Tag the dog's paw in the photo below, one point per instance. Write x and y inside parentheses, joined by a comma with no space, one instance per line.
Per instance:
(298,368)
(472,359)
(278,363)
········
Work request:
Restate all of the entries above precisely.

Answer:
Tag the dog's paw in the photo below, one point per instance. Write x and y inside parentheses, joined by a comma with no space, one instance per line.
Per instance:
(298,368)
(472,359)
(278,363)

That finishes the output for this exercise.